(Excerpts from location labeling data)
****************************************
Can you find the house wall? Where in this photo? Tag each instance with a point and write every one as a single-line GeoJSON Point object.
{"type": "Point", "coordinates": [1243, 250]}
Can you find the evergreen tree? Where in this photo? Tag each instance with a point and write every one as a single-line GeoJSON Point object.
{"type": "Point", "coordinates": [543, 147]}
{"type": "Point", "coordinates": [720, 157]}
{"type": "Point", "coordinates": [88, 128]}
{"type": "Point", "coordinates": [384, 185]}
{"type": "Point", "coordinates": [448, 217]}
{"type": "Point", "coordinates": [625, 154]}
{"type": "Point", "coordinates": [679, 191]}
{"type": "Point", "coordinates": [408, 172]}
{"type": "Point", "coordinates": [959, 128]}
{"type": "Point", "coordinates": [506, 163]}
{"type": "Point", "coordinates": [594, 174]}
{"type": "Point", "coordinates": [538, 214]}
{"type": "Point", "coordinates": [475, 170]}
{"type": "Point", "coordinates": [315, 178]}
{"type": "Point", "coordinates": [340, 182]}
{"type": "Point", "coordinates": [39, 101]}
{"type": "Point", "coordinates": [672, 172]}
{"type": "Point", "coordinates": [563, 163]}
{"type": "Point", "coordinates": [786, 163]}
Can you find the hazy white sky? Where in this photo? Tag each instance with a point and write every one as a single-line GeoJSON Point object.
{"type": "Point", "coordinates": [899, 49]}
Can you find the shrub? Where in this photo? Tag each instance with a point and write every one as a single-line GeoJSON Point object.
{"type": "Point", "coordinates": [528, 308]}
****************************************
**PROMPT:** Recast all of the lines above as a numbered list with one item per line, leaving out any blank lines.

**TASK OUTPUT:**
1. Can you find the house wall? Where in this photo? Tag each instance with a point and write every one as a single-line GeoJSON Point object.
2. {"type": "Point", "coordinates": [1243, 250]}
3. Can you find the evergreen tree? Where in this photo? Tag each instance with a point and write every one as a single-line GeoJSON Point object.
4. {"type": "Point", "coordinates": [543, 147]}
5. {"type": "Point", "coordinates": [720, 157]}
6. {"type": "Point", "coordinates": [88, 128]}
7. {"type": "Point", "coordinates": [384, 185]}
8. {"type": "Point", "coordinates": [448, 217]}
9. {"type": "Point", "coordinates": [625, 154]}
10. {"type": "Point", "coordinates": [679, 191]}
11. {"type": "Point", "coordinates": [408, 172]}
12. {"type": "Point", "coordinates": [959, 128]}
13. {"type": "Point", "coordinates": [506, 163]}
14. {"type": "Point", "coordinates": [594, 174]}
15. {"type": "Point", "coordinates": [538, 214]}
16. {"type": "Point", "coordinates": [475, 170]}
17. {"type": "Point", "coordinates": [315, 178]}
18. {"type": "Point", "coordinates": [340, 182]}
19. {"type": "Point", "coordinates": [39, 101]}
20. {"type": "Point", "coordinates": [672, 172]}
21. {"type": "Point", "coordinates": [563, 163]}
22. {"type": "Point", "coordinates": [786, 163]}
23. Can you find the hazy white sky? Where in this photo? Tag each instance with a point and write every one as a single-line GeoJSON Point object.
24. {"type": "Point", "coordinates": [899, 49]}
25. Can you find the shrub? Where in this photo? Tag each instance with a point and write every one as a single-line GeoJSON Point object.
26. {"type": "Point", "coordinates": [528, 308]}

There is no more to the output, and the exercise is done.